Text excerpt:
┌──
When I was preparing to graduate in the Fall of 2020 I found myself caught in the midst of several different emotions. I was ready to be done with college. I felt that I had accomplished what I had come to do. I was also not at all ready to be done with college. It seemed difficult to believe that, come August, my fellow Screaming Eagles would be returning to campus, but I would not be a part of it. During my three years at TFC, I had made some of the best friends I had ever known. I met brothers who, for the first time in my life, challenged me to holiness. Toccoa men, knit to my soul (1 Samuel 18:1-4), who loved me more sweetly than I deserved and more intentionally than I had thought possible.  I met sisters who filled that sisterly gap in my life (I never had a biological sister). Toccoa women who caused me to wonder in awe at the kind gentleness and deadly seriousness of femininity. I met spiritual mothers and fathers. Saints who had walked the narrow way (Matthew 7:14) faithfully, that they might be able to look me in the eye and say with all confidence and certainty, “Do not quit. Jesus is worth it.” I shared brutal tears and heavenly laughs with both students and faculty alike. To date, I have had the joy of standing next to three of my brothers from Forrest Hall as they watched their brides walk the aisle towards them. Beneath the constant roar of Toccoa Falls, I found family. 

I remember as graduation neared, hearing many of my friends lament with words something like, “I know that I will never find community like this again”, and they were right. Once they drove off of that campus, they would never again find a community like what we found at Toccoa Falls College, but they could create it if they so dared. 

Christian community at TFC was made for us, but it was always meant to go beyond us. This was always the plan, friends. No, we will not find a place like her again, but we have been prepared to cultivate the growth of many such places for others to stumble upon as we disperse around the world (Matthew 28:16-20).  We found Toccoa Falls College as glorious as we did because the people before us set a standard (1 Corinthians 11:1).  We too can set that standard in our going. How cruel it would be to have people live together in such a wonderful place, while learning how to be wonderful to each other, only to ask them to leave it after far too short a time. But how kind it would be to prepare those people to reproduce that way of living all over this small planet that seems so immense, that the sun may never set on a community set on Christ. No, we most likely cannot, in our new stage of life, recreate the kind of community that sleeps in bunk beds together, eats every meal together, and worships twice a week together. That was for a time, and it is right and good that we do not stay there for too long. It would not be kind to the world for us to keep it for ourselves (Matthew 5:15). He has sent us out into the highways and the hedges (Luke 14:23), that our family may grow. We must go for now.
└──
What to produce: Extend the reflection on graduating from Toccoa Falls College, picking up after its last sentence. The lines after this point aren't needed.

Data listing:
┌──
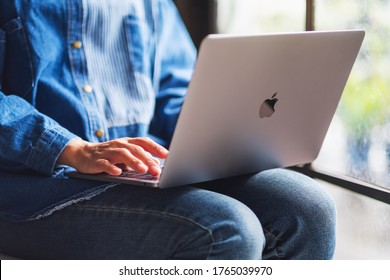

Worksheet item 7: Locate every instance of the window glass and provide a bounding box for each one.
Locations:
[314,0,390,188]
[217,0,306,33]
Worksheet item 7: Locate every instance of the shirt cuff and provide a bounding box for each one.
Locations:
[28,127,79,175]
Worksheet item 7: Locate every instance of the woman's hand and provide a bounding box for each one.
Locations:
[57,137,169,176]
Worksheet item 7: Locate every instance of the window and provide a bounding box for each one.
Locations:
[315,0,390,188]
└──
Answer to this problem:
But take heart! There is a New Country coming. I have heard rumors of her King. He is creating a City (Hebrews 11:16) where we will rest, dine, and worship together, and there will be no need to ever leave. Once we enter the gates, we will never have to wonder where we are going next. We will be Home. He will be our light (Revelation 21:23), and there will be no darkness at all.  We will love each other more fully than we ever could at TFC. We must answer this question honestly: do we trust Him to reunite us at the end of all things?  Do we trust that He will gather His people, that He will make all things new (Revelation 21:5)?  Maranatha, come quickly, Jesus (1 Corinthians 16:22).

Friends, Toccoa Falls College was never preparing us to learn how to spend a few great years, she was teaching us a new way to be. To be kind. To be loving. To be immovable. To be Screaming Eagles, sent out to love people who are not lucky enough to bear such a title.